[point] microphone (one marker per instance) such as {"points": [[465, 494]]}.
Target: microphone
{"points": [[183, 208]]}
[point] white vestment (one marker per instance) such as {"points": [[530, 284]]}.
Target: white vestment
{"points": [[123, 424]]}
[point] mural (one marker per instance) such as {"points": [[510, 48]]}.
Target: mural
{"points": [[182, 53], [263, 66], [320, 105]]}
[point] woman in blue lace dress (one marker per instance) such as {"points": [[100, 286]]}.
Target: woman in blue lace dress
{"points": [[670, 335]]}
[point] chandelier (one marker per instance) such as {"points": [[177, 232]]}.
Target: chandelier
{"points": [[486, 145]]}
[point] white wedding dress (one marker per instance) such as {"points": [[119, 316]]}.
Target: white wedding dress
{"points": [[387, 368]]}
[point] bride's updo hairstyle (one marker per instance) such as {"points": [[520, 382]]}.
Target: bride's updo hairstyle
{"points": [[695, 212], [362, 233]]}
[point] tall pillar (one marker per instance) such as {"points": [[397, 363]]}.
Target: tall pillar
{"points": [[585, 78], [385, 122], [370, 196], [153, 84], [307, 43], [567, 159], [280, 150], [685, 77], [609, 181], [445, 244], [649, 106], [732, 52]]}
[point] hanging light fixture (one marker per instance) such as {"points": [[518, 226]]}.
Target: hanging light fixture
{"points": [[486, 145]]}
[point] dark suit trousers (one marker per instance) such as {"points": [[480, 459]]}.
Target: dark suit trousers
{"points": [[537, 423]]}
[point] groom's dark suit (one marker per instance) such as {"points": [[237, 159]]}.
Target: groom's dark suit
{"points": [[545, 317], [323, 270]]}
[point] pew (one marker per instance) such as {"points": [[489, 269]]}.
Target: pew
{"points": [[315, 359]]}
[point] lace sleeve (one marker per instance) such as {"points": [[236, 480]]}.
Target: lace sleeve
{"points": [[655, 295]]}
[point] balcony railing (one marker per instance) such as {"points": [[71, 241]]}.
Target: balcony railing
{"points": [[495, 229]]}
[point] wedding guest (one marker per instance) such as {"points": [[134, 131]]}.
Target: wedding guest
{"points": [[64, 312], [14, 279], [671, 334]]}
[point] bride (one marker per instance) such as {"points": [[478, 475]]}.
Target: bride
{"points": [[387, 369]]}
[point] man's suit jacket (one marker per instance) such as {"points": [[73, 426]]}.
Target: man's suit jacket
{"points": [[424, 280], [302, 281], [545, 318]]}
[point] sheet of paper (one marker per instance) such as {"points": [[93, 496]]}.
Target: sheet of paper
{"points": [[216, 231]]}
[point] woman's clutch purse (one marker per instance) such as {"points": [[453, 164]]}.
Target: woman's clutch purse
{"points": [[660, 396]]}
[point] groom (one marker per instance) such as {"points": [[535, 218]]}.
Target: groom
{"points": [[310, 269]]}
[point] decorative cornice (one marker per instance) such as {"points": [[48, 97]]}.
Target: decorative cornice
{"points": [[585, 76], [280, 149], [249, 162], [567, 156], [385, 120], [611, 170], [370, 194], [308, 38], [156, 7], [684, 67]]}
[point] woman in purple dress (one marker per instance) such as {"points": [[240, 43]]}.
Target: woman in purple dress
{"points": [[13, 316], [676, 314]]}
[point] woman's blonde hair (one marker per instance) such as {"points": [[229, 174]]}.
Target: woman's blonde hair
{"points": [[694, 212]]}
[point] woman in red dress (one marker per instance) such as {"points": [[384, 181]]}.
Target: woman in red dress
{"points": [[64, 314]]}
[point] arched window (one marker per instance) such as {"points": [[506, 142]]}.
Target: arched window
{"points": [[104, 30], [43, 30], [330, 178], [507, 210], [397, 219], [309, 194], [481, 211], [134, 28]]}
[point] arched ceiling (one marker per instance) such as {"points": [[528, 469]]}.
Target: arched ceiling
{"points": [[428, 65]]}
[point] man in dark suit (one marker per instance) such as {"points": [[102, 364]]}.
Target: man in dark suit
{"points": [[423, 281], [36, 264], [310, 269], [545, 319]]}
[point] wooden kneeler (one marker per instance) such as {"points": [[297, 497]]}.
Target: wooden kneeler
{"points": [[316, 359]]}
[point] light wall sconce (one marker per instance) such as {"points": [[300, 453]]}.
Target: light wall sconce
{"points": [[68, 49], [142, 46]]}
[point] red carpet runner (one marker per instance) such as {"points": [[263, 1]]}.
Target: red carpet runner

:: WORK INSTRUCTIONS ::
Reproduce the lines of the entries above exactly, but only from the line containing "[point] woman's blonde" through the final line.

:: OUTPUT FOR THIS EXERCISE ::
[point] woman's blonde hair (one marker per instance) such as {"points": [[229, 174]]}.
Target: woman's blonde hair
{"points": [[694, 212]]}
[point] woman in red dress (one marker per instance) such as {"points": [[384, 181]]}.
Target: woman in red dress
{"points": [[64, 314]]}
[point] arched window (one marker per instance) such as {"points": [[506, 142]]}.
Target: arched window
{"points": [[104, 30], [43, 30], [330, 178], [507, 210], [397, 219], [309, 194], [481, 211], [134, 28]]}
[point] arched ceiling (one marker per instance) such as {"points": [[528, 469]]}.
Target: arched ceiling
{"points": [[428, 65]]}
[point] man in dark suit (one marker per instance) such as {"points": [[102, 364]]}.
Target: man in dark suit
{"points": [[423, 281], [36, 264], [310, 269], [545, 319]]}
[point] wooden kneeler (one marker per instance) such as {"points": [[297, 497]]}.
Target: wooden kneeler
{"points": [[316, 359]]}
[point] light wall sconce (one marker per instance) such as {"points": [[300, 453]]}.
Target: light wall sconce
{"points": [[68, 49], [142, 46]]}
[point] red carpet runner (one marker per instance) such as {"points": [[263, 1]]}.
Target: red carpet runner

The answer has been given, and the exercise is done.